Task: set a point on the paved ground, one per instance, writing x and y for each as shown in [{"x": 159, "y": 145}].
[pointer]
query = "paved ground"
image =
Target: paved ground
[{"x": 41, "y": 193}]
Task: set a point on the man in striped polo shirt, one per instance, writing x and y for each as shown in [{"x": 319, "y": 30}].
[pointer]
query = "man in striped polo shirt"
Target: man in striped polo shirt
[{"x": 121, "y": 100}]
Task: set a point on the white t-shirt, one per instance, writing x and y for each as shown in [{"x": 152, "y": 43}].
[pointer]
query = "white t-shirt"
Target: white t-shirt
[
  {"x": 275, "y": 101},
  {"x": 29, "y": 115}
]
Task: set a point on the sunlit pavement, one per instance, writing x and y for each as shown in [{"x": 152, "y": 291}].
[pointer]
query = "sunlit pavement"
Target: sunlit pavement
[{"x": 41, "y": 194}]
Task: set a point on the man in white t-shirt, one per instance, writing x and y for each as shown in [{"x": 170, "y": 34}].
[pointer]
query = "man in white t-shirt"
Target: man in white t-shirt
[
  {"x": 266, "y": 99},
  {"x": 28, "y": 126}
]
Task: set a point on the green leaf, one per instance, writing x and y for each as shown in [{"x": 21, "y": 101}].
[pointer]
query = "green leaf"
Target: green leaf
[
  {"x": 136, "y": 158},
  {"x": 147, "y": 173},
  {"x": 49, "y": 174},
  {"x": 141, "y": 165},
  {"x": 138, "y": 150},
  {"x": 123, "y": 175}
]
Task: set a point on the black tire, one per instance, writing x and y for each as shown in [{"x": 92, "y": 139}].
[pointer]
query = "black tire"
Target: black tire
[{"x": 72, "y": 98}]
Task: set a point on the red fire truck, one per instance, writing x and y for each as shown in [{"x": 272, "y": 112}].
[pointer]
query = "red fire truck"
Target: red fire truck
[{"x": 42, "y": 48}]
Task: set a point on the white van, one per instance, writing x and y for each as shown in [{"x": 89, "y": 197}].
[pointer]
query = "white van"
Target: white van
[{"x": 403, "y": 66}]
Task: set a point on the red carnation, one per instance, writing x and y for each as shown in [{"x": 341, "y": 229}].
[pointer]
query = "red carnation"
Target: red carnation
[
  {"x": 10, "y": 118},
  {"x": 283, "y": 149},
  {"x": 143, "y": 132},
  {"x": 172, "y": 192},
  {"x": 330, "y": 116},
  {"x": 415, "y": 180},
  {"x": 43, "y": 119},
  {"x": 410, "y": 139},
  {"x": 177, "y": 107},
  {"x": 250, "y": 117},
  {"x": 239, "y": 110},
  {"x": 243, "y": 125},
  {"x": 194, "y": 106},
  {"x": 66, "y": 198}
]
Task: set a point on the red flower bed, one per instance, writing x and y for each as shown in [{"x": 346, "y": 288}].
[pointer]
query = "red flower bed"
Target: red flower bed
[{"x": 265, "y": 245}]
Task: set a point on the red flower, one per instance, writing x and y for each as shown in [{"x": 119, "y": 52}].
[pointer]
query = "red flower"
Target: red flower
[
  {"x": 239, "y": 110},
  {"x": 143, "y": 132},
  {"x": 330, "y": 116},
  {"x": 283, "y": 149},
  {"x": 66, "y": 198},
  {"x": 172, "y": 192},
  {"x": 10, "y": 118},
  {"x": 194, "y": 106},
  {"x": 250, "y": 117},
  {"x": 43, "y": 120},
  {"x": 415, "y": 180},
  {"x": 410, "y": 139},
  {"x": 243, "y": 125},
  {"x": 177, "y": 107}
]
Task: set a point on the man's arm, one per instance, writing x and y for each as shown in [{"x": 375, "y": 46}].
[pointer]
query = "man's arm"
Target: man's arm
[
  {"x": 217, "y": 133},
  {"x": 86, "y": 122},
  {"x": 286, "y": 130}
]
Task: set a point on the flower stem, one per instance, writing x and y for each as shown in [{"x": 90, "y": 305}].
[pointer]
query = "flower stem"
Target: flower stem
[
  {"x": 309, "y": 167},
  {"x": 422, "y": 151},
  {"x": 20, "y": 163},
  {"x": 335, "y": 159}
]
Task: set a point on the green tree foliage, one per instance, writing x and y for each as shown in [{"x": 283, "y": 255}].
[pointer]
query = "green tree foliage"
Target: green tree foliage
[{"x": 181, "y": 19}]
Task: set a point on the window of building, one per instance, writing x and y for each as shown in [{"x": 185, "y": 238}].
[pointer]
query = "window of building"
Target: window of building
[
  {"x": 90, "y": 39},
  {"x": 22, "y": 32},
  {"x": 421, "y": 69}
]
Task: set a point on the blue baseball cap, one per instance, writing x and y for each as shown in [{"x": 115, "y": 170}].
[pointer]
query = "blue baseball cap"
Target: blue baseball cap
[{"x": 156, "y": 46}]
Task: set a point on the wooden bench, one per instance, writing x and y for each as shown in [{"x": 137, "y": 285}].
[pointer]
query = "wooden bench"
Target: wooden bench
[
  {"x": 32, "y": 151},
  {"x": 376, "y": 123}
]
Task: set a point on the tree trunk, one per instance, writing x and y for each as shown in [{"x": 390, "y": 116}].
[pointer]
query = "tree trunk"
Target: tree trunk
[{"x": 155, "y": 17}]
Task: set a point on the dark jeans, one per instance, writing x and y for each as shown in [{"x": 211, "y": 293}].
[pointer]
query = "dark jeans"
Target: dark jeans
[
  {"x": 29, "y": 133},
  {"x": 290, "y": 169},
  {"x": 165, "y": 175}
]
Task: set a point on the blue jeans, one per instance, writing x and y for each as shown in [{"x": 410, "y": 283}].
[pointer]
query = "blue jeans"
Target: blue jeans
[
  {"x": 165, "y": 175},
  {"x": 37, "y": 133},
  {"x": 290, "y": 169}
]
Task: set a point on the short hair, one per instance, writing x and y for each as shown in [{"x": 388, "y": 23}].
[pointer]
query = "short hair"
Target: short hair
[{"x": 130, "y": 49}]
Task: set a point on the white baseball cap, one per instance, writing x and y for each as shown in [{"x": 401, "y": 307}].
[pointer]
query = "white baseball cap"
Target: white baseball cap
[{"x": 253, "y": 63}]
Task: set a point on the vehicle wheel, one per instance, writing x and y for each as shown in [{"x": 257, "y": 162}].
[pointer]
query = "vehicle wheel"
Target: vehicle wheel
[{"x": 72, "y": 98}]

- - -

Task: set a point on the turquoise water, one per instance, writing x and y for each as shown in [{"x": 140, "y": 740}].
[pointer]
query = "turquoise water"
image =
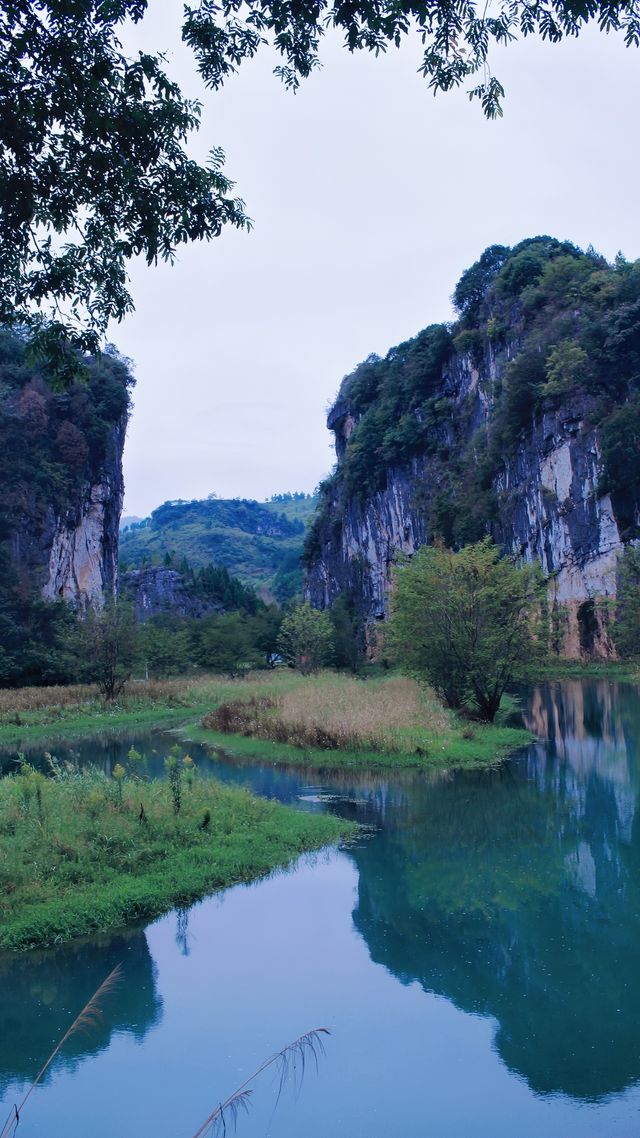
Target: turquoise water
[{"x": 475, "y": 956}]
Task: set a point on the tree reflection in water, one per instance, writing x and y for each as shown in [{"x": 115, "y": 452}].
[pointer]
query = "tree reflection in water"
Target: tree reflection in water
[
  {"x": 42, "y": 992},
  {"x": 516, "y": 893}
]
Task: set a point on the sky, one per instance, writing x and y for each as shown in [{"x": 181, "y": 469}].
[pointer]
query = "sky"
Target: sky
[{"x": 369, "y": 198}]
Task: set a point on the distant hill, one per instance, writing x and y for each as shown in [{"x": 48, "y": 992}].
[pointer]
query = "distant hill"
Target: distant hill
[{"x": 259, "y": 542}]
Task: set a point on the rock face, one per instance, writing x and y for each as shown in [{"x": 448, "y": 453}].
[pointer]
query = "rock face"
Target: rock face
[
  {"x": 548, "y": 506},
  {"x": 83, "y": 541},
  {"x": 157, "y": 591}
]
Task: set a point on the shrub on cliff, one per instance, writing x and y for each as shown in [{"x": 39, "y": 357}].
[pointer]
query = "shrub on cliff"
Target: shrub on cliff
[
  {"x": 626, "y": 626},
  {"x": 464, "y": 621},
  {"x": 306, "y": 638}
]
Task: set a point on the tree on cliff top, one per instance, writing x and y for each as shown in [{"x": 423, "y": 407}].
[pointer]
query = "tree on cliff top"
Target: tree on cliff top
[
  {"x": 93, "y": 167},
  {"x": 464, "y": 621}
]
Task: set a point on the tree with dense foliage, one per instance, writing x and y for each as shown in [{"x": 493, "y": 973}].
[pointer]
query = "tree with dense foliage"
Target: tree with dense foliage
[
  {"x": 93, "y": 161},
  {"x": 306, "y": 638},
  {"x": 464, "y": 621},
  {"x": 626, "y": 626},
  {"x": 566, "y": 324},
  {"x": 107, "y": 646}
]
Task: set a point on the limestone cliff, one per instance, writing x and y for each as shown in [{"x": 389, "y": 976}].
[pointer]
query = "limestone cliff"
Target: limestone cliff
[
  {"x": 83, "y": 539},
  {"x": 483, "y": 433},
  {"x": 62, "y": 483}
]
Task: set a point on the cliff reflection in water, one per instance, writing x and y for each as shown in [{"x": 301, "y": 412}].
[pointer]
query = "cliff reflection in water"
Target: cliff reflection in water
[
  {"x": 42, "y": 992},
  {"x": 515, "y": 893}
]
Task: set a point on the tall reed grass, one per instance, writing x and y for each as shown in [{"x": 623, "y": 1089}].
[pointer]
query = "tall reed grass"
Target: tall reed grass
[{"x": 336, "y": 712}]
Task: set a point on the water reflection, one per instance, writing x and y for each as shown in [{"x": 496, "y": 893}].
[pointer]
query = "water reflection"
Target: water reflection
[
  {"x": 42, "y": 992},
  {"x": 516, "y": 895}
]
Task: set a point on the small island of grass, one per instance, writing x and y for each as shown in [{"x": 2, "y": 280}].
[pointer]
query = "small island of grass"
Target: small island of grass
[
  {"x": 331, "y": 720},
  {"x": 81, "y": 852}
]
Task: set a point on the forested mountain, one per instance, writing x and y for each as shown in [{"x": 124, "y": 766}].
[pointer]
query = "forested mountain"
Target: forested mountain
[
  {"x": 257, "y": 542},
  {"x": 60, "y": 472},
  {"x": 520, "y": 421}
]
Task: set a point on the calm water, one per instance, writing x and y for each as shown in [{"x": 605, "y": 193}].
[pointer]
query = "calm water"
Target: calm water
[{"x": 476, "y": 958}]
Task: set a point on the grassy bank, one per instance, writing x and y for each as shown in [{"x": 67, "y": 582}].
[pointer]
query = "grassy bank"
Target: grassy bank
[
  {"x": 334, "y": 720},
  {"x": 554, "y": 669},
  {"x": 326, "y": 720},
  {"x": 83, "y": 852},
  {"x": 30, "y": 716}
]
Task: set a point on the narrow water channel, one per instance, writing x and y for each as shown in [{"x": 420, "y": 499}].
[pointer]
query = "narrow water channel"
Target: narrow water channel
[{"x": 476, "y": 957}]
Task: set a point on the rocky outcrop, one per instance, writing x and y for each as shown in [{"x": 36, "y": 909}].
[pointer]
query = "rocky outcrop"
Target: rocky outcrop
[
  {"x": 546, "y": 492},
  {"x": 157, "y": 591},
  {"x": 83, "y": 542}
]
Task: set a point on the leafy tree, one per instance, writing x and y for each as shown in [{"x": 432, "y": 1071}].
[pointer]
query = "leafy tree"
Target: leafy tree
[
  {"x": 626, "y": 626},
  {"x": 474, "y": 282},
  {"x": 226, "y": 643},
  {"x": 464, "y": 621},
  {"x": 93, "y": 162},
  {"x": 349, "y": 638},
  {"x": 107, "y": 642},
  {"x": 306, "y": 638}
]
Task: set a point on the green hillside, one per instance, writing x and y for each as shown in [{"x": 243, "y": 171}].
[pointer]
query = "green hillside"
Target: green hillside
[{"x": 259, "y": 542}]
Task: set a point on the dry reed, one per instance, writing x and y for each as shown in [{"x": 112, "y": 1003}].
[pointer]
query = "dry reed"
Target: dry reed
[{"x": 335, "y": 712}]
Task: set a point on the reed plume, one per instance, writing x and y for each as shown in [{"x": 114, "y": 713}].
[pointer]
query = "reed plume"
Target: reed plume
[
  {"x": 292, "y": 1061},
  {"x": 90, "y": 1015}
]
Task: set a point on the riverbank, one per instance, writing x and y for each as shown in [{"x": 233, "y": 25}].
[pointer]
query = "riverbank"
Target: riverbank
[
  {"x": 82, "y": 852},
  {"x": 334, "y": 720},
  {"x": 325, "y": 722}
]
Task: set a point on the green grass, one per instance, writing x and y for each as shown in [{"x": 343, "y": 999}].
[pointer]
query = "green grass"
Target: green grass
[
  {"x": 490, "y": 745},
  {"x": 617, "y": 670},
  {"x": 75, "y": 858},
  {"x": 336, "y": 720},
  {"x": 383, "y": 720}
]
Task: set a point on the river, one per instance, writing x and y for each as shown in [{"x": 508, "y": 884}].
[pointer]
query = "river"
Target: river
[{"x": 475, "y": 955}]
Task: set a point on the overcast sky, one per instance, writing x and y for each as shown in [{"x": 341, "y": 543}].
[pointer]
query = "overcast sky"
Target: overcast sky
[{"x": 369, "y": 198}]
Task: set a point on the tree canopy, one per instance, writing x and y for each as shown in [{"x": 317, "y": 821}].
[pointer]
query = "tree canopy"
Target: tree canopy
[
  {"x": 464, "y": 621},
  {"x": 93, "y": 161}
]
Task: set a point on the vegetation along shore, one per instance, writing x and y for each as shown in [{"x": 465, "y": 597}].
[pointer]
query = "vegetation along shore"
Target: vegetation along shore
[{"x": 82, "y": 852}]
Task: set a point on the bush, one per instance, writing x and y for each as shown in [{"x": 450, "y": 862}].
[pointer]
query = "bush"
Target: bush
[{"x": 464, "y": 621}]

- - -

■ **Challenge**
Gather every line of the material above that contains the word "vehicle", treating uppercase and lowercase letters as different.

■ **Written response**
Task: set a point on the vehicle wheel, one per instance, writing x and y for each as shown in [{"x": 257, "y": 162}].
query = "vehicle wheel"
Target: vehicle wheel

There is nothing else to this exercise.